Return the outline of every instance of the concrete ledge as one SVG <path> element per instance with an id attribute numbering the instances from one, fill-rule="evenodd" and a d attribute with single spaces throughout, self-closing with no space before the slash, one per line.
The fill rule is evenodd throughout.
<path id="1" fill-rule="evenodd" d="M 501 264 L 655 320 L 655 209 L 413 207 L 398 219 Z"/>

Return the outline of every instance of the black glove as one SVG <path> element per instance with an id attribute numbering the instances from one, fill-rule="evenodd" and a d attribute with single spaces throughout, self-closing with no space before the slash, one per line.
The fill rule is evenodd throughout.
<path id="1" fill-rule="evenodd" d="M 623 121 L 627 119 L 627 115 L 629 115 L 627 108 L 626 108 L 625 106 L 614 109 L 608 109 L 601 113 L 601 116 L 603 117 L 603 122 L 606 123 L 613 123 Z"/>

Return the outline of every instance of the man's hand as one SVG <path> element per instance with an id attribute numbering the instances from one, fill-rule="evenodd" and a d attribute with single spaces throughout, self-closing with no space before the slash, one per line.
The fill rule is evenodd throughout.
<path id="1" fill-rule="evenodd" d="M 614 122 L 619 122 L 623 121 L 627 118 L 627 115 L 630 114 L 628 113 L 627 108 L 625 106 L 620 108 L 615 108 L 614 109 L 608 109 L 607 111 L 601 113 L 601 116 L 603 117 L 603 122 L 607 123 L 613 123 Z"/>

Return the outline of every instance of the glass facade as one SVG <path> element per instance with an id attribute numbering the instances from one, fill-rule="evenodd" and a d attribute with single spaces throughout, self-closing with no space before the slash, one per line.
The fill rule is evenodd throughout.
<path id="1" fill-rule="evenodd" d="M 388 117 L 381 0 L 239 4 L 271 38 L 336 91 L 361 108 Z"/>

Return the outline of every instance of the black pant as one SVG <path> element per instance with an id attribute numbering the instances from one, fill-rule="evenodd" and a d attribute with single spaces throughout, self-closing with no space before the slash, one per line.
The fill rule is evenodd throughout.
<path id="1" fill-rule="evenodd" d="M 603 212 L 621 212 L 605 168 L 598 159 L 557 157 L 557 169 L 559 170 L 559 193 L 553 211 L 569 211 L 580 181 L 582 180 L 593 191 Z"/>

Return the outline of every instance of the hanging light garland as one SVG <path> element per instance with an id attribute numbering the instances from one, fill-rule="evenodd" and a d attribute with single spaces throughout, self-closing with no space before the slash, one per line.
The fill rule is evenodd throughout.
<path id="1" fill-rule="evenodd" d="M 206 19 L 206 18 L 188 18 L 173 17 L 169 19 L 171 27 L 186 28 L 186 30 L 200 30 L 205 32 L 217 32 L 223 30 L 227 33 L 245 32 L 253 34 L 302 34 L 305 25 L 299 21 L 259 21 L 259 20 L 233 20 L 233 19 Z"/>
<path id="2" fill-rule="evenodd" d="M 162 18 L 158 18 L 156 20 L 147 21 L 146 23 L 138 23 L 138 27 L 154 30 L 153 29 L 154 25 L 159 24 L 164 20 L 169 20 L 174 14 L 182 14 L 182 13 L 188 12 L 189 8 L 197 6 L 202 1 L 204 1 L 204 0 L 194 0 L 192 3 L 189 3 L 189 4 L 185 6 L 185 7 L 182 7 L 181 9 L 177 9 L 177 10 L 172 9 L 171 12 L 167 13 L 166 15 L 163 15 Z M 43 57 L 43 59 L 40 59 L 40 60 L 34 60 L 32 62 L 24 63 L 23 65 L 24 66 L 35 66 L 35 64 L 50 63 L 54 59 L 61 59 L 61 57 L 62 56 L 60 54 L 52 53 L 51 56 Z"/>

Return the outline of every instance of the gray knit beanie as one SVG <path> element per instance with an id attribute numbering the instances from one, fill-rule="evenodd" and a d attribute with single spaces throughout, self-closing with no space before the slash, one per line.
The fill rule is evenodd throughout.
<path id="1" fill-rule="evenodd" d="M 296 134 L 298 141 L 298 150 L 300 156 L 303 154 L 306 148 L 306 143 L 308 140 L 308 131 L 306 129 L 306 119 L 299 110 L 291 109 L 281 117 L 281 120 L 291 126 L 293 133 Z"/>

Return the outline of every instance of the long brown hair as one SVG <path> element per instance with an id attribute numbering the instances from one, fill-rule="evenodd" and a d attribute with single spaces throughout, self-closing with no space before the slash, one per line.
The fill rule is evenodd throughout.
--------------------------------------------------
Problem: Rewrite all the items above, replacing "one per line" with "one on each line" and leaving everything else as it is.

Result below:
Return the outline of every instance of the concrete ledge as one SVG <path> element per instance with an id attribute numbering the instances from one, fill-rule="evenodd" and a d attribute with single spaces throughout, self-closing with no space before the slash, one on each line.
The fill rule is evenodd throughout.
<path id="1" fill-rule="evenodd" d="M 501 264 L 655 320 L 655 209 L 413 207 L 398 219 Z"/>

Return the outline of every instance of the black glove as one SVG <path> element per instance with an id attribute numbering the instances from one, fill-rule="evenodd" and a d attribute with single spaces throughout, self-closing with no space before the slash, one on each line.
The fill rule is evenodd throughout.
<path id="1" fill-rule="evenodd" d="M 623 121 L 627 119 L 627 115 L 629 115 L 627 108 L 626 108 L 625 106 L 614 109 L 608 109 L 601 113 L 601 116 L 603 117 L 603 122 L 606 123 L 613 123 Z"/>

Return the outline of every instance of the man's hand as one SVG <path> element per instance with an id attribute numbering the instances from one, fill-rule="evenodd" and a d attribute with single spaces throughout, self-closing with no space before the slash, one on each line.
The fill rule is evenodd throughout.
<path id="1" fill-rule="evenodd" d="M 614 122 L 619 122 L 623 121 L 627 118 L 627 115 L 630 114 L 628 113 L 627 108 L 625 106 L 620 108 L 615 108 L 614 109 L 608 109 L 607 111 L 601 113 L 601 116 L 603 117 L 603 122 L 607 123 L 613 123 Z"/>

Return the outline of every instance of the glass facade as one SVG <path> element per instance with an id attribute numbering the instances from one, fill-rule="evenodd" and a d attribute with single spaces throughout, self-closing with no space before the slash, one on each line.
The fill rule is evenodd throughout.
<path id="1" fill-rule="evenodd" d="M 388 117 L 381 0 L 239 4 L 271 38 L 336 91 L 361 108 Z"/>

Return the outline of every instance of the black pant as one SVG <path> element per instance with an id attribute numbering the instances from one, fill-rule="evenodd" and a d attribute with single spaces throughout, self-closing with no space before the slash, one on each line.
The fill rule is evenodd throughout.
<path id="1" fill-rule="evenodd" d="M 603 212 L 621 212 L 605 168 L 598 159 L 557 157 L 557 169 L 559 170 L 559 193 L 553 211 L 569 211 L 580 181 L 582 180 L 593 191 Z"/>

Return the outline of every instance of the hanging light garland as one SVG <path> element per instance with an id attribute numbering the instances from one, fill-rule="evenodd" and a d attribute with single spaces throughout, self-closing with no space before the slash, one on each line.
The fill rule is evenodd throughout.
<path id="1" fill-rule="evenodd" d="M 206 19 L 206 18 L 188 18 L 173 17 L 169 19 L 171 27 L 186 28 L 186 30 L 200 30 L 205 32 L 217 32 L 223 30 L 227 33 L 245 32 L 253 34 L 302 34 L 305 25 L 299 21 L 259 21 L 259 20 L 233 20 L 233 19 Z"/>
<path id="2" fill-rule="evenodd" d="M 162 18 L 158 18 L 156 20 L 147 21 L 146 23 L 138 23 L 138 27 L 154 30 L 153 29 L 154 25 L 159 24 L 164 20 L 169 20 L 174 14 L 182 14 L 182 13 L 188 12 L 189 8 L 197 6 L 202 1 L 204 1 L 204 0 L 194 0 L 192 3 L 189 3 L 189 4 L 185 6 L 185 7 L 182 7 L 181 9 L 177 9 L 177 10 L 172 9 L 171 12 L 167 13 L 166 15 L 163 15 Z M 43 57 L 43 59 L 40 59 L 40 60 L 34 60 L 32 62 L 24 63 L 23 65 L 24 66 L 35 66 L 35 64 L 50 63 L 54 59 L 61 59 L 61 57 L 62 56 L 60 54 L 52 53 L 51 56 Z"/>

Return the outline of every instance of the gray knit beanie as one SVG <path> element per instance with an id attribute numbering the instances from one, fill-rule="evenodd" and a d attribute with single spaces throughout, self-closing with no space before the slash, one on each line.
The fill rule is evenodd throughout.
<path id="1" fill-rule="evenodd" d="M 296 134 L 298 141 L 298 150 L 300 156 L 303 154 L 306 148 L 306 143 L 308 140 L 308 131 L 306 129 L 306 119 L 299 110 L 291 109 L 281 117 L 281 120 L 291 126 L 293 133 Z"/>

Return the outline of every instance of the long brown hair as one SVG <path> element per instance with an id attribute numbering the instances from one, fill-rule="evenodd" and a d attribute with single spaces throughout, self-closing with no space before the slash, one on each line.
The fill rule is evenodd throughout.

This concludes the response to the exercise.